* Gestellte Aufgabe A
Schreibe aus dem Forumsausschnitt zur Fahrradausrüstung den Text zwischen "HEy danke für" und "und Sonnenbrille vorhanden." ab, beide Stellen eingeschlossen.
* Gestellte Aufgabe B
Nenne alle Marken, deren Rucksäcke im Forumsausschnitt zur Fahrradausrüstung empfohlen werden.

* Textausschnitt
++++++

HEy danke für die ANtworten

Also einen Helm und eine Popopolsterhose habe ich auch. Da ich Brillenträger bin ist die in Form von normaler Brille und Sonnenbrille vorhanden.

Dh im Endeffekt fehlen nur noch Handschuhe und ein Schweißdurchlassendes T-Shirt.

Was für einen kompakten Rucksack kann man den empfehlen? Würde da nur ne Regenjacke und meine Sonnenbrille bzw vllt nen Riegel reinpacken.


Generell habt ihr empfehlungen wo man Bekleiung gut kaufen kann?

Rose versand? Bikediscount?

MfG


----------



## hnx (15. August 2012)

Kannst überall gut kaufen, Rose, Bike Discount etc tun sich da alle nicht viel vom Service. Preise vergleichen lohnt natürlich schon.

Schau dir mal den Dakine Drafter an. Alternativ gibts auch von Camelbak, Evoc, Osprey, diverse Outdoorhersteller passende Rucksäcke in jeder Größe.


----------



## stanleydobson (15. August 2012)

MrIncredible schrieb:


> Was für einen kompakten Rucksack kann man den empfehlen? Würde da nur ne Regenjacke und meine Sonnenbrille bzw vllt nen Riegel reinpacken.

++++++

* Gegebene Informationen
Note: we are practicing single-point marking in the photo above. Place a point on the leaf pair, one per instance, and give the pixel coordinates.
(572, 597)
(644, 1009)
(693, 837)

++++++

* Ergebnis A
HEy danke für die ANtworten

Also einen Helm und eine Popopolsterhose habe ich auch. Da ich Brillenträger bin ist die in Form von normaler Brille und Sonnenbrille vorhanden.

* Ergebnis B
Dakine
Camelbak
Evoc
Osprey